-- START OF DATA TO PROCESS --
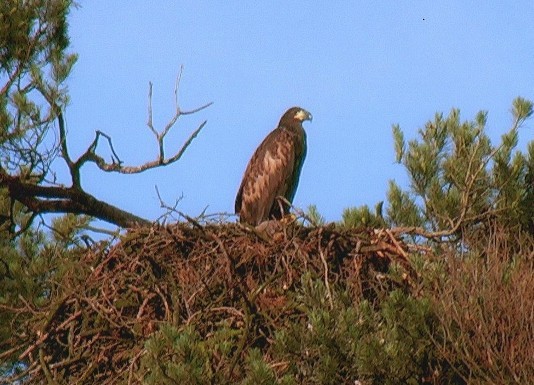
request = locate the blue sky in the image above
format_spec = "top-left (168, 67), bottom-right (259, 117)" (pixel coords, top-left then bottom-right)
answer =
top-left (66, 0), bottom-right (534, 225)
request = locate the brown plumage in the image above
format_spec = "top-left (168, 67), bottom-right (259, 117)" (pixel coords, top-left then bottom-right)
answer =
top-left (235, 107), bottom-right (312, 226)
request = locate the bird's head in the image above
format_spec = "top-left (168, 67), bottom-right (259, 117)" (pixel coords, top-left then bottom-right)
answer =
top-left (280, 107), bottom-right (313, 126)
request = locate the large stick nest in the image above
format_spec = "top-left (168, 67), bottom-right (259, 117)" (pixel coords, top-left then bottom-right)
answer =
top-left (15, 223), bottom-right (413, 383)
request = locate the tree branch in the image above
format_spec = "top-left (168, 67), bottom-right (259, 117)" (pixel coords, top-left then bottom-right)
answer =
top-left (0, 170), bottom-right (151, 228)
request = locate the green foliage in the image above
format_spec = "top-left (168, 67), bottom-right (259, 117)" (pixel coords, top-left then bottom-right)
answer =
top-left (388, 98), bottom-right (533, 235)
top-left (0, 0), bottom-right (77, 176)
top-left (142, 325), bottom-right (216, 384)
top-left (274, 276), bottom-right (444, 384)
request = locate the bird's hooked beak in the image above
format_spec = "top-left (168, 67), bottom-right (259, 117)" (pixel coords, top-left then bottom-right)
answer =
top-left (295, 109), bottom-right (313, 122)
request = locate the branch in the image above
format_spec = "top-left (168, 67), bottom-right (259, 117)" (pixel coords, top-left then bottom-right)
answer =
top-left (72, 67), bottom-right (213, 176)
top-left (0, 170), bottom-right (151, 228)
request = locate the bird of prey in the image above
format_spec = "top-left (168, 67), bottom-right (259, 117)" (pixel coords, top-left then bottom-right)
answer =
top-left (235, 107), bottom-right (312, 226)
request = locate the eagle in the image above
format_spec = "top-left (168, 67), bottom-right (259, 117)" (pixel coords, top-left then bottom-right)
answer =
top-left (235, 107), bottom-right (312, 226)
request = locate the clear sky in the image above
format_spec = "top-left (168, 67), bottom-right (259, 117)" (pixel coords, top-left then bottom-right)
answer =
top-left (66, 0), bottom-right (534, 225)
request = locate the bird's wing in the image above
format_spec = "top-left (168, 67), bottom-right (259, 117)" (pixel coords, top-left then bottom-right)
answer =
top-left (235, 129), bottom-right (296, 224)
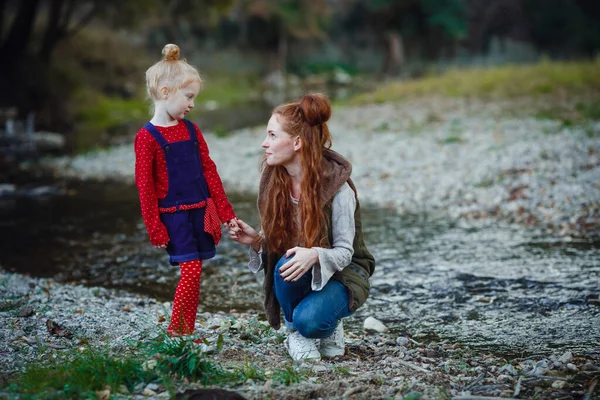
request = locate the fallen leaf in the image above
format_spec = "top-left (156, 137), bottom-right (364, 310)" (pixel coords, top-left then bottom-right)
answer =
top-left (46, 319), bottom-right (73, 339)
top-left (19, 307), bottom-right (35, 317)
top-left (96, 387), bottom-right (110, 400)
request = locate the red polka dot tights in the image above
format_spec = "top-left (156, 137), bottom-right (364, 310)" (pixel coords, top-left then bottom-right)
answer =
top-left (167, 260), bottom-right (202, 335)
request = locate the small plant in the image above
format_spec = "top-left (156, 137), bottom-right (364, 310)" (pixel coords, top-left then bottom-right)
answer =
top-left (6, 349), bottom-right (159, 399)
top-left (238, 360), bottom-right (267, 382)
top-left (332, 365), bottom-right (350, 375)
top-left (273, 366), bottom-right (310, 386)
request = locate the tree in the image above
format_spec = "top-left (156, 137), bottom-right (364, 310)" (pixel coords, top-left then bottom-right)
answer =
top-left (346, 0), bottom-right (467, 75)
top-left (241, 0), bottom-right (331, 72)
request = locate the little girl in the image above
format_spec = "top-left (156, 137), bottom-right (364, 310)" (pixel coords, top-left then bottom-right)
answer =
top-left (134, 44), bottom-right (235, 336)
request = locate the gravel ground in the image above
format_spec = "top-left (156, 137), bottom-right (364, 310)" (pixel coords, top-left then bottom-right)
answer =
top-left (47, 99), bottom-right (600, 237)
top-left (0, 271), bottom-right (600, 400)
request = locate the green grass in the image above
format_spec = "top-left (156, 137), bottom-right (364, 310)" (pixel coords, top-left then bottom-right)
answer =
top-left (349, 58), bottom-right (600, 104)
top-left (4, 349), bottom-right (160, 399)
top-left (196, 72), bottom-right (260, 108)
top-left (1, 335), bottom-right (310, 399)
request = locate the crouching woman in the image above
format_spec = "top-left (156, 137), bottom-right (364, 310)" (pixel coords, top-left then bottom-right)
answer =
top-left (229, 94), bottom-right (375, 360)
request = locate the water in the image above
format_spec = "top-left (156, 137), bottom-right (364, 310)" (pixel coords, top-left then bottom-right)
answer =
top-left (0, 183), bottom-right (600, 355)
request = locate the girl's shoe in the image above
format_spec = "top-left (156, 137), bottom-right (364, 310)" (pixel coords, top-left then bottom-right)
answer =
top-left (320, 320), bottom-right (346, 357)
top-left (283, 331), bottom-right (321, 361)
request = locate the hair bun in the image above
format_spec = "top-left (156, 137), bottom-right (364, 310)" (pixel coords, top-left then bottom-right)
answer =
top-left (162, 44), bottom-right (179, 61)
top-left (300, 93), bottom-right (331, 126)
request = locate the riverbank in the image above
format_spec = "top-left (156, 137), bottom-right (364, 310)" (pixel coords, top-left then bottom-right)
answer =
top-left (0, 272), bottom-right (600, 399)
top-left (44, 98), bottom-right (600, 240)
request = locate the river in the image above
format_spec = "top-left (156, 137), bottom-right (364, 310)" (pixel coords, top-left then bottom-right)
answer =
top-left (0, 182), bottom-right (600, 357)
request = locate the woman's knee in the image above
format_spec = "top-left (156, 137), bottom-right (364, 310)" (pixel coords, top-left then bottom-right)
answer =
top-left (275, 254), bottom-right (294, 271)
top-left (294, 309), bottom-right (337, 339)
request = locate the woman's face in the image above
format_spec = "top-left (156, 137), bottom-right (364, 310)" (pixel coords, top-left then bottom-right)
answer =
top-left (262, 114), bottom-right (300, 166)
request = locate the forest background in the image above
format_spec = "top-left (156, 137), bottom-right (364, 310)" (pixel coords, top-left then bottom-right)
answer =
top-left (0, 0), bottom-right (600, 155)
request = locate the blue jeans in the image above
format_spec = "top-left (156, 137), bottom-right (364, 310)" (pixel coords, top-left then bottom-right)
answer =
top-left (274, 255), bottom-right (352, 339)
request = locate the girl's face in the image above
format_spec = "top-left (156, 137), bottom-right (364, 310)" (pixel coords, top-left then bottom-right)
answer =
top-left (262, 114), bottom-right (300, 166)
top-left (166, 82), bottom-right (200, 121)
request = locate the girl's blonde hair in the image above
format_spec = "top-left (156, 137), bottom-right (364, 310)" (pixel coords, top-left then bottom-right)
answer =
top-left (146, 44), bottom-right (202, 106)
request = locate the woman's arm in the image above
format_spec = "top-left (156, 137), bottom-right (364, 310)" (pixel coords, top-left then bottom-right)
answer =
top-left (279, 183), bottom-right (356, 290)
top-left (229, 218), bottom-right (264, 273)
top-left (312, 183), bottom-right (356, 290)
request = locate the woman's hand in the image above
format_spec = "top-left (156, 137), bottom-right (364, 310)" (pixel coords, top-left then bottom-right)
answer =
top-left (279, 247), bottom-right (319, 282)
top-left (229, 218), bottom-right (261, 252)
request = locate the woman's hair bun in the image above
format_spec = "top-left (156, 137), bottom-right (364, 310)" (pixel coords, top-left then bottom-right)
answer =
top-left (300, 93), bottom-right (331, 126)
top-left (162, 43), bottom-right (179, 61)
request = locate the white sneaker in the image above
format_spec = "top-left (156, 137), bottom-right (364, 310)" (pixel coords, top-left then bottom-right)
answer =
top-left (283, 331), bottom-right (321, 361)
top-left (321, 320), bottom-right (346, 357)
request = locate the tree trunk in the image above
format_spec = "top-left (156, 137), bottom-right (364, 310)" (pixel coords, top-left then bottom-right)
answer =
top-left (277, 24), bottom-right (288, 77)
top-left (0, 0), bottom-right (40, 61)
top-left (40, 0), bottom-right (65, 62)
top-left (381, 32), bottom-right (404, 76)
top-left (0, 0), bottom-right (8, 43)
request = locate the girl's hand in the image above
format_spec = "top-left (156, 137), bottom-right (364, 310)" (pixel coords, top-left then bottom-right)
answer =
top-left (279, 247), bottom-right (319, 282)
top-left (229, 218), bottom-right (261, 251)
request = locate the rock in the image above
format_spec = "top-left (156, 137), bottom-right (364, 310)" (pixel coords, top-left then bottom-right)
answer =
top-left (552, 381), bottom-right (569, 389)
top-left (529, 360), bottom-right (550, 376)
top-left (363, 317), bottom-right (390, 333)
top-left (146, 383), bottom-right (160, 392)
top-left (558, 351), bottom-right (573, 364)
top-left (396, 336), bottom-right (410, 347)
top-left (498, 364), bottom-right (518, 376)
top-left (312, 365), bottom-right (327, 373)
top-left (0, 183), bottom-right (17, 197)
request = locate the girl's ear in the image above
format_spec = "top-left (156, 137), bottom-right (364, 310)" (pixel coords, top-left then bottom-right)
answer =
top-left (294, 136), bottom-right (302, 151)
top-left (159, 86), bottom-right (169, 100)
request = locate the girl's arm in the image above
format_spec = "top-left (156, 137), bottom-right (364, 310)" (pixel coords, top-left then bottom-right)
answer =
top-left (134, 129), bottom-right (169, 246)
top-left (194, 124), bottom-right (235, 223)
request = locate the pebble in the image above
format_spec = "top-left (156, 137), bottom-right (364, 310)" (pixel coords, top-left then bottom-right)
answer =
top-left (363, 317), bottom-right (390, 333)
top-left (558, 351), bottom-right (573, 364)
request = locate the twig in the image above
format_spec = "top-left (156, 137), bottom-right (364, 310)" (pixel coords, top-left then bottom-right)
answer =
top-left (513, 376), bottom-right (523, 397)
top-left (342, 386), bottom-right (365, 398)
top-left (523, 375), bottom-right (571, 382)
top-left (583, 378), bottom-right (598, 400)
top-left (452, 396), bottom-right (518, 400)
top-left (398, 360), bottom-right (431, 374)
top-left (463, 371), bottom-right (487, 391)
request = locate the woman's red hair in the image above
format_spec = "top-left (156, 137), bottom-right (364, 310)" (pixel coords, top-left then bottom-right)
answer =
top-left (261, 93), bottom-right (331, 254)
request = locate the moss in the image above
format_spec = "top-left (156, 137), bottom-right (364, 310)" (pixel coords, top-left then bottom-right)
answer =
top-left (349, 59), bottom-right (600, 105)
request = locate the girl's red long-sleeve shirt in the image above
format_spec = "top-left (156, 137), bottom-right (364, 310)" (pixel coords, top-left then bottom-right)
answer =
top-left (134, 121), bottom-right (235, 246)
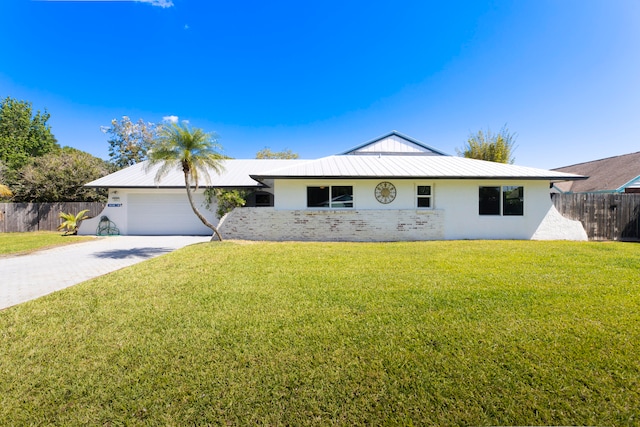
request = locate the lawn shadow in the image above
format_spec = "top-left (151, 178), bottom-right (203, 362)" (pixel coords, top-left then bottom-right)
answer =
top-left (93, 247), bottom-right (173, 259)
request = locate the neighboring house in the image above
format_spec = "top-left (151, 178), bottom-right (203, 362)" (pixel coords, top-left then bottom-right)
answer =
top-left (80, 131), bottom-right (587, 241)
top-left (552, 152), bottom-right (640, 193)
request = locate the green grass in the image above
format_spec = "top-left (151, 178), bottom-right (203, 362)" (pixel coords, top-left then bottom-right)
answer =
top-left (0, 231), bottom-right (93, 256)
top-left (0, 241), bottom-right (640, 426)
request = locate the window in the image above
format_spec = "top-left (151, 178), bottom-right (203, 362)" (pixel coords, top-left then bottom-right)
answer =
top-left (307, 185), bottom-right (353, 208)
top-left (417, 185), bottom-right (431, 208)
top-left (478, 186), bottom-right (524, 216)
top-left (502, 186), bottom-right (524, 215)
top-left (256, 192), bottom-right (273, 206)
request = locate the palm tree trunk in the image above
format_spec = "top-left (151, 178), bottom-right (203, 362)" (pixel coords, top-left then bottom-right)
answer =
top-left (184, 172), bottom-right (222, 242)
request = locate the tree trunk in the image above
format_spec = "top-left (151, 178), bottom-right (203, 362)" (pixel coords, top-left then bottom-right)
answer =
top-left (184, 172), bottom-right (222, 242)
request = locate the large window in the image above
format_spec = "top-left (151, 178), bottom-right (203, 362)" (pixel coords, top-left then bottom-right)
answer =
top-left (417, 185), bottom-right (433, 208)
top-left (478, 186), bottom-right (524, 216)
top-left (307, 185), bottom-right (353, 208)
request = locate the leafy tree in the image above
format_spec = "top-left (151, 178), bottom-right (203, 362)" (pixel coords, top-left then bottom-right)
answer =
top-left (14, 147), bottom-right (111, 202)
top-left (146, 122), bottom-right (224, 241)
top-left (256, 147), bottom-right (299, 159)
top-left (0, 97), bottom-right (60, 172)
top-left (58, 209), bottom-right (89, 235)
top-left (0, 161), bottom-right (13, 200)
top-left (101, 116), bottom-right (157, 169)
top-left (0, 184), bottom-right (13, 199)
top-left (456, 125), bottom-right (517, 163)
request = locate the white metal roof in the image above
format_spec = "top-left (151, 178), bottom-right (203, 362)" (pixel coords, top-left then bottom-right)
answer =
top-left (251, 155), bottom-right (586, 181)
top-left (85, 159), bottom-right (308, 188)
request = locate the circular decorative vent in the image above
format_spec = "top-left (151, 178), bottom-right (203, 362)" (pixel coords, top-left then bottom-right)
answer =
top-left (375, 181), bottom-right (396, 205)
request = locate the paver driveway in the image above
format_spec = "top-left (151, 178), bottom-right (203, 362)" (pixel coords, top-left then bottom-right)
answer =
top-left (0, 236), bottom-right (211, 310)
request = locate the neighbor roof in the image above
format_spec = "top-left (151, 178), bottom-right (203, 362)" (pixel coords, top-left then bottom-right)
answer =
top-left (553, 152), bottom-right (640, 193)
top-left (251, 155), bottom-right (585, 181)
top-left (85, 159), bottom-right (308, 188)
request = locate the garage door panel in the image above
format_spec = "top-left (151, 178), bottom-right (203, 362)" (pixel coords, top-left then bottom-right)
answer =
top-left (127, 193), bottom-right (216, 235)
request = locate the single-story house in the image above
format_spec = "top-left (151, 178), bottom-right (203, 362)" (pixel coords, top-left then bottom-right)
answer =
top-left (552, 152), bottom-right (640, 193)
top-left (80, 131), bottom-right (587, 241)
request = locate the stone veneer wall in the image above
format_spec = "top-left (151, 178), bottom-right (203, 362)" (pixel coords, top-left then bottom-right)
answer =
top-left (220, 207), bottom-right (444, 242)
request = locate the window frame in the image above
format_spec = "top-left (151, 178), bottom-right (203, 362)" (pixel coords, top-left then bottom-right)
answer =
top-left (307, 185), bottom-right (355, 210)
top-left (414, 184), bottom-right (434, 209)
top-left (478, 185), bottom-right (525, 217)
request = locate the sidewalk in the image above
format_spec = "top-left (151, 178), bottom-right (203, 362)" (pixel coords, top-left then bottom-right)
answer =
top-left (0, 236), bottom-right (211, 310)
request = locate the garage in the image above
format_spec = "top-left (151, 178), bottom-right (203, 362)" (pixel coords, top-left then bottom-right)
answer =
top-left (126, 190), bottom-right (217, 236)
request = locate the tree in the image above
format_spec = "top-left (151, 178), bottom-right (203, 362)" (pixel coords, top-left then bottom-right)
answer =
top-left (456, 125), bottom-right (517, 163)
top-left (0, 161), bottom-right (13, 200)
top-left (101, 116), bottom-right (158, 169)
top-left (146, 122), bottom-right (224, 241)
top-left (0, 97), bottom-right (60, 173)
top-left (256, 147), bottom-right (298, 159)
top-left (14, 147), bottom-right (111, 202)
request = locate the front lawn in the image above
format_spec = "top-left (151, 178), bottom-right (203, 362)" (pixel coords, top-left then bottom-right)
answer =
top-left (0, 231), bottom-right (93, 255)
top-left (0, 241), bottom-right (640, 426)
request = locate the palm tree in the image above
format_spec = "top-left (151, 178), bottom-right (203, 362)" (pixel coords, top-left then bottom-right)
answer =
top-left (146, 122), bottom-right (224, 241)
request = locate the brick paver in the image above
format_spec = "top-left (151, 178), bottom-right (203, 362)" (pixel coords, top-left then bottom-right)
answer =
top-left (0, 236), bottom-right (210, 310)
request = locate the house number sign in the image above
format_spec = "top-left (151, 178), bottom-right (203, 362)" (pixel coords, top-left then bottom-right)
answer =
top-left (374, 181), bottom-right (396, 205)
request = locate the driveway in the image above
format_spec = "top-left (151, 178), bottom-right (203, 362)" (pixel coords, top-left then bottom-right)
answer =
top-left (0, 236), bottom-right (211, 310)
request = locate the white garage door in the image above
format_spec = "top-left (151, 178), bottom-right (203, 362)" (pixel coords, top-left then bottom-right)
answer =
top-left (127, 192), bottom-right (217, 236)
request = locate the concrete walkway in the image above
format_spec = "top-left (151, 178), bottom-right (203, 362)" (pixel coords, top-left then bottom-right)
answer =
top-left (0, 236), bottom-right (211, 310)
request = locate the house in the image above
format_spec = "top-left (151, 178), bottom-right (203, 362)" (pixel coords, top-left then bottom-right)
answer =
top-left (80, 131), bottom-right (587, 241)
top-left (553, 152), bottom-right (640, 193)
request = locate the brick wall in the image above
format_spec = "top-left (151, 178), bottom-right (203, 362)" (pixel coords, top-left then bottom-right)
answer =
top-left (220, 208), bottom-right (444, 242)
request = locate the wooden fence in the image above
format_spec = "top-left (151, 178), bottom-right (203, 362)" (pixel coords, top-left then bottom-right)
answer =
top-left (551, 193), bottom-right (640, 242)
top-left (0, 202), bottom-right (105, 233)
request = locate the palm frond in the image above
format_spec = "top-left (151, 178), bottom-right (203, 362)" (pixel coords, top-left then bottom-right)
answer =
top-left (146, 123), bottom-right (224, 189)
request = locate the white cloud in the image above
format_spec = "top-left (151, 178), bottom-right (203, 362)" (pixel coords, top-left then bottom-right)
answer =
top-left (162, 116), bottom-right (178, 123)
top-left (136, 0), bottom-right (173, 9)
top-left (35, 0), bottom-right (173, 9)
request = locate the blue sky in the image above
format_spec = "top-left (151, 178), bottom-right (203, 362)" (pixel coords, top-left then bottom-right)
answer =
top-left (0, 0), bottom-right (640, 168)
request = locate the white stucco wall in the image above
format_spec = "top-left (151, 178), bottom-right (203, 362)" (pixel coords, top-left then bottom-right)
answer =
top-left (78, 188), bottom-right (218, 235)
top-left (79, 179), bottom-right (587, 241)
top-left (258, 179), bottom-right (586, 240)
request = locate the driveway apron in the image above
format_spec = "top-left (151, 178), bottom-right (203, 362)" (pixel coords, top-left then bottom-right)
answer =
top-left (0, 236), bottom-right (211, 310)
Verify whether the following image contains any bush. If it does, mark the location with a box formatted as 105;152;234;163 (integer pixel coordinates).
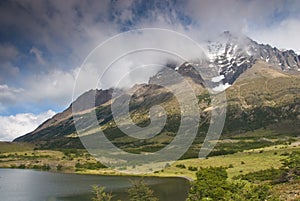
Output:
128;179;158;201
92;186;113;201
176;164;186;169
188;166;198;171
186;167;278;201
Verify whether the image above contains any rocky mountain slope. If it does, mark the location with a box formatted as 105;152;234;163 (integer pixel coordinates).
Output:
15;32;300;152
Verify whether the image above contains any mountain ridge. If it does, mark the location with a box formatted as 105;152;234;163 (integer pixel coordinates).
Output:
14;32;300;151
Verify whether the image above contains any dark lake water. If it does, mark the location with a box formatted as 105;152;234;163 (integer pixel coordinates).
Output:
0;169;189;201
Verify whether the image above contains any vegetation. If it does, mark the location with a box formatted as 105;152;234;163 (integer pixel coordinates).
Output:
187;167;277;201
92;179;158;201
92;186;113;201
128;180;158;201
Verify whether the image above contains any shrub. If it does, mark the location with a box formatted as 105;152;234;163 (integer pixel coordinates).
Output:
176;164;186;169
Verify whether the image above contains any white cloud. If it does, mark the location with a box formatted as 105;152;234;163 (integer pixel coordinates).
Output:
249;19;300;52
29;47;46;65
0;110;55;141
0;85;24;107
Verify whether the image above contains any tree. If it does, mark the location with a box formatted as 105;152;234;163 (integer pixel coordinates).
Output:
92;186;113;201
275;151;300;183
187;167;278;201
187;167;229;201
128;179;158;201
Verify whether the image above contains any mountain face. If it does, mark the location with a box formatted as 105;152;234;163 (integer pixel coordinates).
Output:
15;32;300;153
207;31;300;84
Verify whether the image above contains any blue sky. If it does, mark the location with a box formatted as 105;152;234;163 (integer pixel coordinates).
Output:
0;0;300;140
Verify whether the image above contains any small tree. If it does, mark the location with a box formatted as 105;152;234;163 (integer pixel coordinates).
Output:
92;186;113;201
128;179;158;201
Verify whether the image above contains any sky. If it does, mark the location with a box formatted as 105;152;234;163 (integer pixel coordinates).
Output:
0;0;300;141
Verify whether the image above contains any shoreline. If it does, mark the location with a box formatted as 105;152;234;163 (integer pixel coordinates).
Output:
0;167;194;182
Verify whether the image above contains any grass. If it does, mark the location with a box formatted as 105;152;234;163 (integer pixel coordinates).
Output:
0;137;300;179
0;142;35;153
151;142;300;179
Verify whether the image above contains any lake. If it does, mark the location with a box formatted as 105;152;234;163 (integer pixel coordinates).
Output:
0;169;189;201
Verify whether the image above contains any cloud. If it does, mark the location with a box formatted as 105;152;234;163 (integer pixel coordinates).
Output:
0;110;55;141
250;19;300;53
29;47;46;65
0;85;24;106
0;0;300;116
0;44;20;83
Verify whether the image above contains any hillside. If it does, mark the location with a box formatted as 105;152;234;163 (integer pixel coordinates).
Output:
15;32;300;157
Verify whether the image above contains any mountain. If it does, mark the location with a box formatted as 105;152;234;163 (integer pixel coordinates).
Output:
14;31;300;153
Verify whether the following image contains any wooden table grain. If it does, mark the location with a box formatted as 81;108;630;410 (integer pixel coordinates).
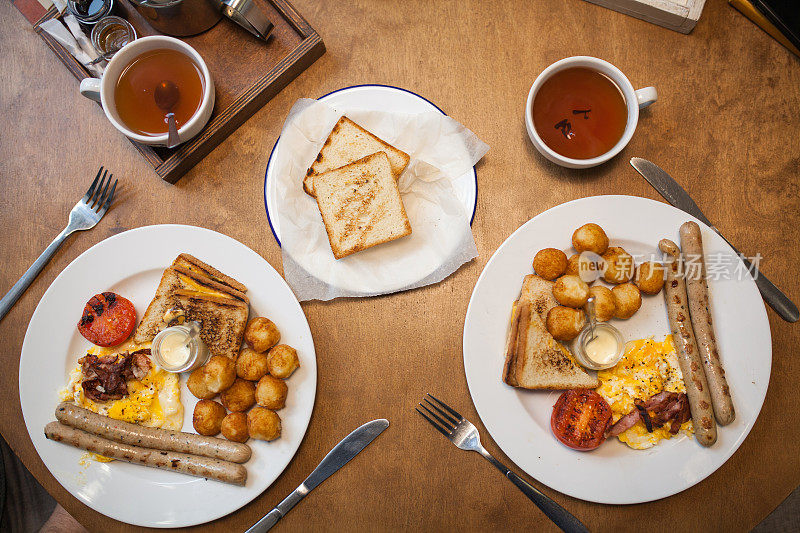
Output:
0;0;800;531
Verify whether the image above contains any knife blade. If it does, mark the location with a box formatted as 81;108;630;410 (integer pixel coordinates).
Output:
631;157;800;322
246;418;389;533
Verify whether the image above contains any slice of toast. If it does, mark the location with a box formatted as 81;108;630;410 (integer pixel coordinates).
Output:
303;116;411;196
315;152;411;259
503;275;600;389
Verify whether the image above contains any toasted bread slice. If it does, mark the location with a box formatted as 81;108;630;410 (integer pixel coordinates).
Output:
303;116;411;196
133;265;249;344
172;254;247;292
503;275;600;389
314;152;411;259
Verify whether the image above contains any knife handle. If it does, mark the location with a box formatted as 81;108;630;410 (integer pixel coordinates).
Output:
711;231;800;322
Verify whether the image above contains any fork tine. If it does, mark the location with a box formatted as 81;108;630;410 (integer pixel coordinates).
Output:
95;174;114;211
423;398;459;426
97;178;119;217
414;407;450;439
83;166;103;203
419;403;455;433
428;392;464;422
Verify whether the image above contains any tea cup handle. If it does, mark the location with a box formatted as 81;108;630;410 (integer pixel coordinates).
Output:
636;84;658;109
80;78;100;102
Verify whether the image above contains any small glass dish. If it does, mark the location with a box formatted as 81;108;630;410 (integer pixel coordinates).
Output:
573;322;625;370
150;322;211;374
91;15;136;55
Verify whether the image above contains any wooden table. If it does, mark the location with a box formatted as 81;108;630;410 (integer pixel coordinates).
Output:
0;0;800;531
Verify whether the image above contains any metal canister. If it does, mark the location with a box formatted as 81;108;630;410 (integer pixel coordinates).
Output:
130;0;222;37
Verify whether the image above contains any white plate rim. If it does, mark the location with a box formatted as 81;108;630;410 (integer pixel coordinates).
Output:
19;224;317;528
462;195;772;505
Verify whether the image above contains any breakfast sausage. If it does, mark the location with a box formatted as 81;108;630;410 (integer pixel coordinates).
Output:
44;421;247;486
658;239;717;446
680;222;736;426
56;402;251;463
-- END OF DATA TO PROCESS --
* _WHAT IS NEEDED_:
Rewrite the entries from the line with "request = locate the bird of" up to and including the line with "top-left (167, 260), bottom-right (202, 335)", changing "locate" to "find" and keeping everything else the same. Omit the pictures from your answer.

* _TASK RESPONSE_:
request = find the bird of prey in the image above
format_spec = "top-left (168, 67), bottom-right (259, 117)" (pixel coords, top-left then bottom-right)
answer =
top-left (235, 107), bottom-right (312, 226)
request = find the eagle in the image above
format_spec = "top-left (168, 67), bottom-right (259, 117)" (pixel coords, top-left then bottom-right)
answer =
top-left (235, 107), bottom-right (312, 226)
request = find the clear sky in the image above
format_spec = "top-left (168, 67), bottom-right (259, 117)" (pixel coords, top-left then bottom-right)
answer =
top-left (66, 0), bottom-right (534, 225)
request = find the bird's wing in the image above
format_spec = "top-left (168, 67), bottom-right (259, 117)" (pixel coords, top-left then bottom-right)
answer =
top-left (235, 129), bottom-right (296, 224)
request = find the fallen leaf in the image above
format_spec = "top-left (156, 137), bottom-right (364, 310)" (pixel coords, top-left then bottom-right)
answer =
top-left (46, 319), bottom-right (73, 339)
top-left (19, 307), bottom-right (35, 317)
top-left (96, 387), bottom-right (110, 400)
request = find the red polka dot tights in the image above
format_spec = "top-left (156, 137), bottom-right (364, 310)" (pixel coords, top-left then bottom-right)
answer =
top-left (167, 260), bottom-right (202, 335)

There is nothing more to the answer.